> **LISTE DES ENREGISTREMENTS**
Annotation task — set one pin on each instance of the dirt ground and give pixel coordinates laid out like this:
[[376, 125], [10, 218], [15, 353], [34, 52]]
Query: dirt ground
==
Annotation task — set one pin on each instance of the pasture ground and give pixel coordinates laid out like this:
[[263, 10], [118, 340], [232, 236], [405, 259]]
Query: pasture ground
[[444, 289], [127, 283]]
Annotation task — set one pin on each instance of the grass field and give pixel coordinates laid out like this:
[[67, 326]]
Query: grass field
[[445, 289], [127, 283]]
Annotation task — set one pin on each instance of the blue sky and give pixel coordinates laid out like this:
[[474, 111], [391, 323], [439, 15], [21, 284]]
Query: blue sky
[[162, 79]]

> **CONSIGNE**
Remplace « blue sky » par « cloudy sky » dans les lignes comprises entre celle qui contient « of the blue » et celle qui contient « [[162, 79]] », incluses, puis redonne ces lignes sans rien y changer d'autre.

> **RÉPONSE**
Annotation task — set one pin on each instance of the cloudy sky and give pixel coordinates laid out like this:
[[474, 111], [391, 323], [439, 15], [21, 284]]
Query: cloudy sky
[[162, 79]]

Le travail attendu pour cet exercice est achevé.